§ Stated problem A: Repeat the text about The Weirding, keeping every line as it appears.
**** Source passage
Studio album by Astra
- Released: May 25, 2009
- Genre: Progressive rock, psychedelic rock
- Length: 78:45
- Label: Rise Above
- Producer: Astra

Astra chronology
|  | The Weirding (2009) | The Black Chord (2012) |

= The Weirding =

The Weirding is an album by American progressive rock band Astra. It was their debut album, released in the United Kingdom on May 25, 2009, and on June 23 of that year in the United States. It was released on the independent label Rise Above Records. The album was released and received overall positive reviews, noting that the music was very similar to that of 1970s progressive rock bands like Pink Floyd and Yes, along with the space-rock outfit Hawkwind. Mojo said "The quintet's lengthy gestation period has resulted in a sublime debut that evokes various '70s colossi - panoramic Pink Floyd, mellotron-era King Crimson, Black Sabbath in philosophical mode - without ever stooping to pastiche".

The album was released as both a compact disc and a double LP set. The latter comes with a bonus 7" single disc containing demos of two older, unreleased songs: "Winter Witch" and "Cosmic Wind".

Professional ratings
Review scores
| Source | Rating |
| Allmusic |  |
| Prog Archives |  |
| Sputnikmusic |  |

==The Weirding/Cocoon Synchronicity==
Shortly after The Weirding's release in 2009, rumors have been circulated on the Internet stating that The Weirding was written as a soundtrack for the 1985 science fiction film Cocoon. Observers playing the film and the album simultaneously have reported apparent synchronicities.
********
§ Stated problem B: Show each line of the records that contains the word "cannon".
**** Supplied material
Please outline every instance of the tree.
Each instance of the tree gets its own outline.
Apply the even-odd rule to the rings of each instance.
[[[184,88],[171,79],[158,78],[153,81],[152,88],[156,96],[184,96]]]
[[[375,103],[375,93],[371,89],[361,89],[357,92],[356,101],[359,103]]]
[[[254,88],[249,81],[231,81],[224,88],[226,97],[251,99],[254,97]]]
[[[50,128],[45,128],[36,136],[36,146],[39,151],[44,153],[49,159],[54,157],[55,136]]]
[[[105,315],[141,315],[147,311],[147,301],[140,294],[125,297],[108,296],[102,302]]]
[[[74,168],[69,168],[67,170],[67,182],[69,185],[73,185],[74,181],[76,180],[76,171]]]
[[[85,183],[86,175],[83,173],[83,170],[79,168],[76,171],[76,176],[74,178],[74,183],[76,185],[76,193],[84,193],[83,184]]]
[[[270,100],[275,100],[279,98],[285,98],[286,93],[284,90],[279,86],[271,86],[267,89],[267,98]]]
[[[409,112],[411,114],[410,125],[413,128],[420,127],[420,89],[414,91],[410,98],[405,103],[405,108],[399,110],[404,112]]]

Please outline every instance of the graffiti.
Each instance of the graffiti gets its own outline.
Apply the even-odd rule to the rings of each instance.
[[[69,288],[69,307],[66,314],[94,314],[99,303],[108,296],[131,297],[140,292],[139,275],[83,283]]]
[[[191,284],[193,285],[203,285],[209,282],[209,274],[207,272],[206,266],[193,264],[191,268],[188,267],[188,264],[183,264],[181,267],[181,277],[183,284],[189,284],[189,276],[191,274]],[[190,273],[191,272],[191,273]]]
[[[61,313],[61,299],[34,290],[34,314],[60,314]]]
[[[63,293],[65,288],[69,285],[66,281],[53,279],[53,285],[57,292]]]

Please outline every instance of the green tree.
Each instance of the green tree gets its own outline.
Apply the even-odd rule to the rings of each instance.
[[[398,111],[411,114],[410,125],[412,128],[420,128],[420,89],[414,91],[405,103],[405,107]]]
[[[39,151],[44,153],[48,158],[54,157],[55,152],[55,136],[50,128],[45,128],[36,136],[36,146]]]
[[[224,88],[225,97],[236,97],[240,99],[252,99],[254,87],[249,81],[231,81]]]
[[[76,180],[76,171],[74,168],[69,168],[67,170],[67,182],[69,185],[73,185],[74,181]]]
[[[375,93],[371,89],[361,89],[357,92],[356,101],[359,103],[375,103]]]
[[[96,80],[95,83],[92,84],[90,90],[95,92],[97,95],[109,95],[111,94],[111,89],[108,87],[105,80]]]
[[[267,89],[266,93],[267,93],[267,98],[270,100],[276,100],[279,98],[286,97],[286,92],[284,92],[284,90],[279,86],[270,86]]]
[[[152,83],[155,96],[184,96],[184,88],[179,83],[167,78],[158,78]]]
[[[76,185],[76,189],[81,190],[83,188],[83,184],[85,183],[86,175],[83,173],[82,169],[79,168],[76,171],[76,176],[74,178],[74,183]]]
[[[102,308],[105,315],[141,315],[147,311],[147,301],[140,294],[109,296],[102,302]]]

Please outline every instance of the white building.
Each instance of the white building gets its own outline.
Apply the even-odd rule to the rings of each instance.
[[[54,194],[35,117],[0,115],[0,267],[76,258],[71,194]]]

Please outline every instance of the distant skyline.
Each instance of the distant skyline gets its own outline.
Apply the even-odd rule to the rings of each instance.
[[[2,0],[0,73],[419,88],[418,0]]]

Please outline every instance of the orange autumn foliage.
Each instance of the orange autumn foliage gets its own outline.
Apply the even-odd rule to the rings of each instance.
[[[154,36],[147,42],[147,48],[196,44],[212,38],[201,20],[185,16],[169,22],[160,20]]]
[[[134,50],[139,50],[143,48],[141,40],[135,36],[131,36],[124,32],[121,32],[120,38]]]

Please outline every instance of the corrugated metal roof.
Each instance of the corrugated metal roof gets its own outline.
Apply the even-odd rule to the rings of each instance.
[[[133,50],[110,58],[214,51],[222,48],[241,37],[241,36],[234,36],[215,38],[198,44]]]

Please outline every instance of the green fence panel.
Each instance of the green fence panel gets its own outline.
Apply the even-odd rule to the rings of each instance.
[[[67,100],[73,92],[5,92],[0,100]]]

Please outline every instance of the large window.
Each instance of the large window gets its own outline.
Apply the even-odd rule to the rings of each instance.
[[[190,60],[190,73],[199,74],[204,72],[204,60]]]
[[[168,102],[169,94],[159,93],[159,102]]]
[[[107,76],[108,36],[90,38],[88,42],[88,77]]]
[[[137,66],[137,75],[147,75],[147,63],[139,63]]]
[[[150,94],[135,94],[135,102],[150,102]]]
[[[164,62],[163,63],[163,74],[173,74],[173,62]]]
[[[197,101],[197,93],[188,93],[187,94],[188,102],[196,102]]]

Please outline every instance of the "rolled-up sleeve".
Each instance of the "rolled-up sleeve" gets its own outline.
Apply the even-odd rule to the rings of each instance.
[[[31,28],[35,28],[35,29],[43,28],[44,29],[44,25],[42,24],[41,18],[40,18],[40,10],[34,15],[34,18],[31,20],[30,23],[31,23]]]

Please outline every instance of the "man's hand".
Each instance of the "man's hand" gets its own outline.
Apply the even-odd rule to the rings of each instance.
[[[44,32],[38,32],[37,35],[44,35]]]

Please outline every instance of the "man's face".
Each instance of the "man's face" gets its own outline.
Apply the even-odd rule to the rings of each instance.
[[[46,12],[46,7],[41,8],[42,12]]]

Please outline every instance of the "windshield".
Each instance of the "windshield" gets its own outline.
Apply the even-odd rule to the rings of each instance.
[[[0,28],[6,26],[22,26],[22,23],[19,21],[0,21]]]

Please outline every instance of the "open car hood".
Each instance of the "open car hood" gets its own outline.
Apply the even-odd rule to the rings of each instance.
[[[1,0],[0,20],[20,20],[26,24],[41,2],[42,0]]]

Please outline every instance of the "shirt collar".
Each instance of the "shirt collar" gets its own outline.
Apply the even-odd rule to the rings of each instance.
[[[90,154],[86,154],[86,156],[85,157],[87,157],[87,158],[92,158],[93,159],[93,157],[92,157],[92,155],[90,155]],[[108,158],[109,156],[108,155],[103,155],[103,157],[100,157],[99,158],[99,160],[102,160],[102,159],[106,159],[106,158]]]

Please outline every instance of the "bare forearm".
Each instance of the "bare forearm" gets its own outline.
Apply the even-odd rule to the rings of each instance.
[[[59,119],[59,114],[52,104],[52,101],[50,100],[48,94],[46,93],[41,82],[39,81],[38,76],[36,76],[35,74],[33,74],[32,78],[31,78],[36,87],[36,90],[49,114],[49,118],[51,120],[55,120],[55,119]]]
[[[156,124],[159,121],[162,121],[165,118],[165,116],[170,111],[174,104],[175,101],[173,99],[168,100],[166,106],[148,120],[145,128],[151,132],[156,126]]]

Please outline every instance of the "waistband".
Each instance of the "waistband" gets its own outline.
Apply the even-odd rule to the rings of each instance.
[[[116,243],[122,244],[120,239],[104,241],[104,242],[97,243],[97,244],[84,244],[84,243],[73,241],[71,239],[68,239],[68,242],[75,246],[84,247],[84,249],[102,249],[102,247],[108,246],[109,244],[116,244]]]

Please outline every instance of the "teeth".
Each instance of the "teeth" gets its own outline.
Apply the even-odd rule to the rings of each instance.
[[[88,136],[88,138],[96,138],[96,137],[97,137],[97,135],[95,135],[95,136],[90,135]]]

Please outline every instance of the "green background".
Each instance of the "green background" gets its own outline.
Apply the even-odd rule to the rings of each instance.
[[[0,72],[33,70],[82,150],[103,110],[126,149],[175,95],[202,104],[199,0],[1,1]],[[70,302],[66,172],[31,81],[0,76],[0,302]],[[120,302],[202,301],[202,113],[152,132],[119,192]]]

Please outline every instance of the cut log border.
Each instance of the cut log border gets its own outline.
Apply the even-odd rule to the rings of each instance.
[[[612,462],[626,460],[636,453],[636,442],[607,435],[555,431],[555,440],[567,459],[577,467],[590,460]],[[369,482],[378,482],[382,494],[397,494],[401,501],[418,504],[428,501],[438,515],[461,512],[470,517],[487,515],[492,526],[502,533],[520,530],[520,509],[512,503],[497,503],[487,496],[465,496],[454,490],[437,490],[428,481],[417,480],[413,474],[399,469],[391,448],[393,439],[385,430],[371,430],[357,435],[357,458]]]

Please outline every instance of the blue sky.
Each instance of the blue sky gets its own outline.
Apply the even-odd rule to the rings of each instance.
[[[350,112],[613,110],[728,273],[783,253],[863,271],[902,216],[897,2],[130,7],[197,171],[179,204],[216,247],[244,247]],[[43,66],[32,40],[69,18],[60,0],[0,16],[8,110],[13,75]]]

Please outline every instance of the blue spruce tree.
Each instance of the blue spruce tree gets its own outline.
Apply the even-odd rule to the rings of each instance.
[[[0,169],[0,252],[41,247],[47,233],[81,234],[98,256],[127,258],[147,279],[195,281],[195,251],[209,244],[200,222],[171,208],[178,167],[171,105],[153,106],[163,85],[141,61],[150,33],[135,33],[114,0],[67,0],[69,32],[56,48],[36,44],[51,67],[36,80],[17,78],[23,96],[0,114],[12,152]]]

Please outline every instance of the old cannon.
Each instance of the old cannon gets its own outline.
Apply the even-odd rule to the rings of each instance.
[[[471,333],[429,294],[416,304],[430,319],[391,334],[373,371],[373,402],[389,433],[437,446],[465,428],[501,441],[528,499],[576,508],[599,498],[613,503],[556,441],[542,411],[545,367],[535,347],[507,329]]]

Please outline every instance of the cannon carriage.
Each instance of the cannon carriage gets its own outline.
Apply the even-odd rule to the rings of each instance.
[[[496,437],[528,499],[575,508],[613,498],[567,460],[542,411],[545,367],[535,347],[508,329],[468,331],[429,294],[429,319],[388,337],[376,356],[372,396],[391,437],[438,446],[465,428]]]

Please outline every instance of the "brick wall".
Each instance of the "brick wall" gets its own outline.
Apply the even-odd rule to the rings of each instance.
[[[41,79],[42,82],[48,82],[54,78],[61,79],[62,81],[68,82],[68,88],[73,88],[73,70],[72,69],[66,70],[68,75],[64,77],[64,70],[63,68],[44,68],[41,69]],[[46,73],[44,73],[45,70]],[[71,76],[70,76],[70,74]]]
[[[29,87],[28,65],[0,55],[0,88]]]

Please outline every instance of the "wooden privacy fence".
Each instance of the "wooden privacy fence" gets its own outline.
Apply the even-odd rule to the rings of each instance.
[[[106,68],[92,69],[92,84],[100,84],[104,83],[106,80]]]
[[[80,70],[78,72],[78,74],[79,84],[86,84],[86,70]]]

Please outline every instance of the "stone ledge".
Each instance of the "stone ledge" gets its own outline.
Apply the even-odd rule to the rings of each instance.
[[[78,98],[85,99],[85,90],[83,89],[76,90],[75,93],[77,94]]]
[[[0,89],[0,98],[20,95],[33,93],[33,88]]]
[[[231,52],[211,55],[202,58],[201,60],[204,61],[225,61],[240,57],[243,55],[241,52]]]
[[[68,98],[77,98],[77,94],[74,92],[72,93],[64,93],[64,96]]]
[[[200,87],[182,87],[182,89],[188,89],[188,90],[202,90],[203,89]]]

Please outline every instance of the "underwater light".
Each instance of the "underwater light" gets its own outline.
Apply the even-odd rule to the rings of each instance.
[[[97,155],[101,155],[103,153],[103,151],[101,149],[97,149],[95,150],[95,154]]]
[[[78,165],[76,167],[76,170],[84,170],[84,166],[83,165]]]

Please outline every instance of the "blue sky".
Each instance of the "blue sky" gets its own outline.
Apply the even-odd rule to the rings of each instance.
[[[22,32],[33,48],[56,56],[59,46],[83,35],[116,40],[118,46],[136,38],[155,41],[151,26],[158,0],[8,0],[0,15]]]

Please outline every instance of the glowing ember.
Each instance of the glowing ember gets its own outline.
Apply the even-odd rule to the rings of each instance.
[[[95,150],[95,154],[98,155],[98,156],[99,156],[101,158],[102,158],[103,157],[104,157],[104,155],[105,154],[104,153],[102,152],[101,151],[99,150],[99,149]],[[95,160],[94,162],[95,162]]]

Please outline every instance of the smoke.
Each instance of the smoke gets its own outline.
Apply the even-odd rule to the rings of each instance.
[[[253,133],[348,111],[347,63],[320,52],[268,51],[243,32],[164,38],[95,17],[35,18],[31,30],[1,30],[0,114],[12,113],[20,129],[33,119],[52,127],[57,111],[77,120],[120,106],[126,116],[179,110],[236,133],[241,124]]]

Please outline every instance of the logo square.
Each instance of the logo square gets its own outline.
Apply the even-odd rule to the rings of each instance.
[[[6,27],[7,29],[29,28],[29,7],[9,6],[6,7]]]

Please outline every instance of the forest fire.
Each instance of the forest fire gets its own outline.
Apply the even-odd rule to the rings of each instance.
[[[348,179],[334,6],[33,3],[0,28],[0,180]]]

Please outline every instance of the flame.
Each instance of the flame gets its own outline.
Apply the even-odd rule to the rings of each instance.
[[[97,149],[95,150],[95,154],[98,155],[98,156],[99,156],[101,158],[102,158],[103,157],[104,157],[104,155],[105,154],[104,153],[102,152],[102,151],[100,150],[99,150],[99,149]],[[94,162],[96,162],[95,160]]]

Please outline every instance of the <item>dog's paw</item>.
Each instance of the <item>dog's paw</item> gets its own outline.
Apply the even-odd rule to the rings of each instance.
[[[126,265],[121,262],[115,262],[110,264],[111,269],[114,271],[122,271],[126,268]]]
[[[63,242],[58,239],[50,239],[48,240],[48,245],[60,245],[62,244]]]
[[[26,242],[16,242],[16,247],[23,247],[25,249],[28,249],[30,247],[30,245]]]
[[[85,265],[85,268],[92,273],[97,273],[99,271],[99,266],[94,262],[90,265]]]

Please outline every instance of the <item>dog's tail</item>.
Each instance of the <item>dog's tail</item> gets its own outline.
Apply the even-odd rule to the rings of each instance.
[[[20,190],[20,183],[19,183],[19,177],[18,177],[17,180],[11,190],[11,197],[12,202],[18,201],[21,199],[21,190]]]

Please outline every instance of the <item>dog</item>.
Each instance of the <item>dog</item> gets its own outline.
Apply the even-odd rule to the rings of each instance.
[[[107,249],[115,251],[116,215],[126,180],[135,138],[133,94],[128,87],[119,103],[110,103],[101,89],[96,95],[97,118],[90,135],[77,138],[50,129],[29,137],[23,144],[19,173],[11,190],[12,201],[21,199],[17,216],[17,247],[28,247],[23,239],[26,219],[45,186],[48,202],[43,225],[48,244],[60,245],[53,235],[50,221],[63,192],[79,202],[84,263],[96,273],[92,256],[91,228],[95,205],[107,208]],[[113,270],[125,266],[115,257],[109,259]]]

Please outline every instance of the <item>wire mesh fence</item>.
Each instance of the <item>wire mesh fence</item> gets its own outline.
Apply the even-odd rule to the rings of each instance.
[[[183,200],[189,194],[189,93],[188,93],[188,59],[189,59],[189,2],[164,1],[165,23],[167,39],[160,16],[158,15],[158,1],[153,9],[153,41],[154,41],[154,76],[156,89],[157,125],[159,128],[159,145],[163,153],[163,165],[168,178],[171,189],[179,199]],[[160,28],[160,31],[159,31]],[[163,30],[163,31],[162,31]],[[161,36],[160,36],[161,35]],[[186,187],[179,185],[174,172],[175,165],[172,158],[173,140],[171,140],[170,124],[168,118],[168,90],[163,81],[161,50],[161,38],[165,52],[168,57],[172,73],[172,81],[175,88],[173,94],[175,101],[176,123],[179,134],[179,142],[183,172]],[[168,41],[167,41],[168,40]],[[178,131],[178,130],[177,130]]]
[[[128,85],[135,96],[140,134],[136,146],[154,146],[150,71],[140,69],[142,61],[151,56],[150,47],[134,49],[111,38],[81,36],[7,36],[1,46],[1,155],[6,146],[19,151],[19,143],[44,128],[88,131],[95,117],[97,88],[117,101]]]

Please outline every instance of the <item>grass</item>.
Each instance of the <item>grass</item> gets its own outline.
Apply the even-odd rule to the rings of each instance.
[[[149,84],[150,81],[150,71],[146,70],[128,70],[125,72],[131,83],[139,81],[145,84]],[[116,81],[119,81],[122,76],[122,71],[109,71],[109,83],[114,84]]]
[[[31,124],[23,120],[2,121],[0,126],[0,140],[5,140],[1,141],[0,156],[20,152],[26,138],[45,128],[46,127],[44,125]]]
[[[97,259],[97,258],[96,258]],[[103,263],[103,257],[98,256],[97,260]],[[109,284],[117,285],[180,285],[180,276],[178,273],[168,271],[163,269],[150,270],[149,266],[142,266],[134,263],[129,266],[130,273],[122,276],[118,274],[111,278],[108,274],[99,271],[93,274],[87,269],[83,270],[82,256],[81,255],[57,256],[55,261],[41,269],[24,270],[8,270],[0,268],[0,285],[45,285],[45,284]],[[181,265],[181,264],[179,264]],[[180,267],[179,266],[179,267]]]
********
§ Problem solution A:
Studio album by Astra
- Released: May 25, 2009
- Genre: Progressive rock, psychedelic rock
- Length: 78:45
- Label: Rise Above
- Producer: Astra

Astra chronology
|  | The Weirding (2009) | The Black Chord (2012) |

= The Weirding =

The Weirding is an album by American progressive rock band Astra. It was their debut album, released in the United Kingdom on May 25, 2009, and on June 23 of that year in the United States. It was released on the independent label Rise Above Records. The album was released and received overall positive reviews, noting that the music was very similar to that of 1970s progressive rock bands like Pink Floyd and Yes, along with the space-rock outfit Hawkwind. Mojo said "The quintet's lengthy gestation period has resulted in a sublime debut that evokes various '70s colossi - panoramic Pink Floyd, mellotron-era King Crimson, Black Sabbath in philosophical mode - without ever stooping to pastiche".

The album was released as both a compact disc and a double LP set. The latter comes with a bonus 7" single disc containing demos of two older, unreleased songs: "Winter Witch" and "Cosmic Wind".

Professional ratings
Review scores
| Source | Rating |
| Allmusic |  |
| Prog Archives |  |
| Sputnikmusic |  |

==The Weirding/Cocoon Synchronicity==
Shortly after The Weirding's release in 2009, rumors have been circulated on the Internet stating that The Weirding was written as a soundtrack for the 1985 science fiction film Cocoon. Observers playing the film and the album simultaneously have reported apparent synchronicities.

§ Problem solution B:
Please outline every instance of the old cannon.
Each instance of the old cannon gets its own outline.
Please outline every instance of the cannon carriage.
Each instance of the cannon carriage gets its own outline.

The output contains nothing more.